Exercise prompt: Return each line of the data below that contains the string "shirt", copying each one in full.

Records for the task:

.....

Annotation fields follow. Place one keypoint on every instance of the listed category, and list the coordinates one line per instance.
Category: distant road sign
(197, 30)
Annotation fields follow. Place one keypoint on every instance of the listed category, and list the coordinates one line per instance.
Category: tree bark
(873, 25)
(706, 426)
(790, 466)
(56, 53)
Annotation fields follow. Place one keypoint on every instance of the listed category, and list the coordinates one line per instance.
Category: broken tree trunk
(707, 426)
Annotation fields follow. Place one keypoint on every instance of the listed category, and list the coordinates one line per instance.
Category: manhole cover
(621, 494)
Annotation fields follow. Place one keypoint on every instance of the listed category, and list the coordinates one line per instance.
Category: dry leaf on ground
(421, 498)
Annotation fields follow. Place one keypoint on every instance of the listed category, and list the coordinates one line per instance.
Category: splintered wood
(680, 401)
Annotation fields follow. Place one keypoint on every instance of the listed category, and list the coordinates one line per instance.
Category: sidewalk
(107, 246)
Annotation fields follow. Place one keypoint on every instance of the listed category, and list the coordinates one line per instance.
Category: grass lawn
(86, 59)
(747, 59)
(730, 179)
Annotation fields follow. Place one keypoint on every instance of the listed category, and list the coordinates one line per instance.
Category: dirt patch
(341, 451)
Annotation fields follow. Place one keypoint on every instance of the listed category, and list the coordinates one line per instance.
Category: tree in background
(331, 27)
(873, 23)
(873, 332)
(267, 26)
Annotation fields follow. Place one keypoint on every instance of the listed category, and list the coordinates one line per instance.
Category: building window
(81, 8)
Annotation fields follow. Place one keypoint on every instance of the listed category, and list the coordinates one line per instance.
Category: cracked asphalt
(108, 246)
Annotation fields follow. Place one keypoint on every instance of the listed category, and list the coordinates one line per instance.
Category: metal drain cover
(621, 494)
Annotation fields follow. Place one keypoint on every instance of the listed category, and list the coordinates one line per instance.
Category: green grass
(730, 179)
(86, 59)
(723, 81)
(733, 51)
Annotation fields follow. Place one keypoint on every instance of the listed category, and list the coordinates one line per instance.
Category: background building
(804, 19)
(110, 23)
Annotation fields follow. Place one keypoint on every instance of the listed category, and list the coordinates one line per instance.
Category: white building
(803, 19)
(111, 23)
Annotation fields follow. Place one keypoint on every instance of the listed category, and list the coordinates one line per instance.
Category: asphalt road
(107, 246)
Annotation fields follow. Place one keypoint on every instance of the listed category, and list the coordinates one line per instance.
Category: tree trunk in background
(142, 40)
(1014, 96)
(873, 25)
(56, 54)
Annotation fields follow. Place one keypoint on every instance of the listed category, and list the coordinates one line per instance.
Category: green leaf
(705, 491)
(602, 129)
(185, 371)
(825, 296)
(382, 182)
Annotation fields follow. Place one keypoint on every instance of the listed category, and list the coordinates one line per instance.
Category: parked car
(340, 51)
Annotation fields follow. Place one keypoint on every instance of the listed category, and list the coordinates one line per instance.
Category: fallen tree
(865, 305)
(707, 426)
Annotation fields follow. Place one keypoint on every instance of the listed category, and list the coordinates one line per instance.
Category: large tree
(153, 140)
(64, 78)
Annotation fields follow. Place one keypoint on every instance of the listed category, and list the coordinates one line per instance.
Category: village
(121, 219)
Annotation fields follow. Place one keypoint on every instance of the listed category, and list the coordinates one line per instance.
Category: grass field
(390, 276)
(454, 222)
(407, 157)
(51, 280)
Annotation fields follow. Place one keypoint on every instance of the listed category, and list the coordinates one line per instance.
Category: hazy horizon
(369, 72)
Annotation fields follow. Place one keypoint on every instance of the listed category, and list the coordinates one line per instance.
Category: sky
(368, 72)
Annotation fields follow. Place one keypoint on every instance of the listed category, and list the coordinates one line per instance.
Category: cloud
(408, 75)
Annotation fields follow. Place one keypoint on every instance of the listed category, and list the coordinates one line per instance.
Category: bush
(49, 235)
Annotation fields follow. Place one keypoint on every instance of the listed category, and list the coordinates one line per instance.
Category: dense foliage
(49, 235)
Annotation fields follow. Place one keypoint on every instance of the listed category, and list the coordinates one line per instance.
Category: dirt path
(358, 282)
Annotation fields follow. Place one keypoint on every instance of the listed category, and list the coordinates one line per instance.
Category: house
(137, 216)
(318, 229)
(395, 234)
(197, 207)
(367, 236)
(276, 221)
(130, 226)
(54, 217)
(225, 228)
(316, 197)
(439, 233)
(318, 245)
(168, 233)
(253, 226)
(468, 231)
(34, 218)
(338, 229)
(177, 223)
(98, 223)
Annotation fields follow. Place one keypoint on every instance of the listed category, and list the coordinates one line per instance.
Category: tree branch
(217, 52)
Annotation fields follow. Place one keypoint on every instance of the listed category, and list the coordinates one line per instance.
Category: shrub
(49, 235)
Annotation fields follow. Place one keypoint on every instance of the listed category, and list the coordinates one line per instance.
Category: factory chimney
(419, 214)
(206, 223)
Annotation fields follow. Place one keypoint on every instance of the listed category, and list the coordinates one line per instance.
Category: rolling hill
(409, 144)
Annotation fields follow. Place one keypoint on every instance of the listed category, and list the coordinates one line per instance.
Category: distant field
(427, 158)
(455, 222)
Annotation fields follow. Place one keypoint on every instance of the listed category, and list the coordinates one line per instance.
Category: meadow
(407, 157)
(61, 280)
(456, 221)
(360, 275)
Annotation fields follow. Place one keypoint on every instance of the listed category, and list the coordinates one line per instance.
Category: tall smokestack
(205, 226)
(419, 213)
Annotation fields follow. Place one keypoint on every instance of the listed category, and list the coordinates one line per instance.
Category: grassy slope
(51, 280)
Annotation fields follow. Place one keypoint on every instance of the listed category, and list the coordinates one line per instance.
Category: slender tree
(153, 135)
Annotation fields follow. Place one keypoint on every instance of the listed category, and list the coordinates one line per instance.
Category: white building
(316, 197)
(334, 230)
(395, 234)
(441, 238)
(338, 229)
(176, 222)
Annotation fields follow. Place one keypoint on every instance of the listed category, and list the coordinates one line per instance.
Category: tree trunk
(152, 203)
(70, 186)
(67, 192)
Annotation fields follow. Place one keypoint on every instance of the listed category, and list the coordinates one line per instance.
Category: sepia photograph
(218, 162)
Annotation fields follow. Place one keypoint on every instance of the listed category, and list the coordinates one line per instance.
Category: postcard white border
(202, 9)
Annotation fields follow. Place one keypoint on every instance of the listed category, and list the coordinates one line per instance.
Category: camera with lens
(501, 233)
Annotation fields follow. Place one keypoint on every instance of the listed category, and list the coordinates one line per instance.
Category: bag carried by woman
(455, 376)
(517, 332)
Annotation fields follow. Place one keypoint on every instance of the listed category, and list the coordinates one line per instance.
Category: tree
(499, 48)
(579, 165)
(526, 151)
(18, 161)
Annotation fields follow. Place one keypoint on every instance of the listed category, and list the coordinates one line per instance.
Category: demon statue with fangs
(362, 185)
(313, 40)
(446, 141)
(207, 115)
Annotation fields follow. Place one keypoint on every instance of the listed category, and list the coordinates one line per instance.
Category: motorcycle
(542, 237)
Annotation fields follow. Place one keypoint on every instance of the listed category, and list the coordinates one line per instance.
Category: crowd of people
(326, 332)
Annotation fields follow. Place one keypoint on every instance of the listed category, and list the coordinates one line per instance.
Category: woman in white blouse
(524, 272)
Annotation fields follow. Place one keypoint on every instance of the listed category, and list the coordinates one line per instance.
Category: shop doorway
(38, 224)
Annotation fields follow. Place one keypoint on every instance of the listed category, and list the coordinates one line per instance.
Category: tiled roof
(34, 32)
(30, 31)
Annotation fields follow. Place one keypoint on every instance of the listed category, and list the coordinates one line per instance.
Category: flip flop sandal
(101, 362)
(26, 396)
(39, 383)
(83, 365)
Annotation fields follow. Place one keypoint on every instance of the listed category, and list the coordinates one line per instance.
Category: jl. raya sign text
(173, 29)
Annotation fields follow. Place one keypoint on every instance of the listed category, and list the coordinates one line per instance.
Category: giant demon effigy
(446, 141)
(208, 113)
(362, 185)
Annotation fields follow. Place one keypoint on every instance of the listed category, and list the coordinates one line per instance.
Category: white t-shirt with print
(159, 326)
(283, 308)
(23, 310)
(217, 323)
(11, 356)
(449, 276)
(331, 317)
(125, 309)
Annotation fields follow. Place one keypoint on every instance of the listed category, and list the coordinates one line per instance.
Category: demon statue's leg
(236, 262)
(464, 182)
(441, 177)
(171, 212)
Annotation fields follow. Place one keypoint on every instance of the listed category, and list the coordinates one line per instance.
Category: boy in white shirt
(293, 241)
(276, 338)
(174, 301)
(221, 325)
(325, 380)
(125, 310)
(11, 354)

.....

Solved exercise:
Category: white t-shirt with print
Category: boy in white shirt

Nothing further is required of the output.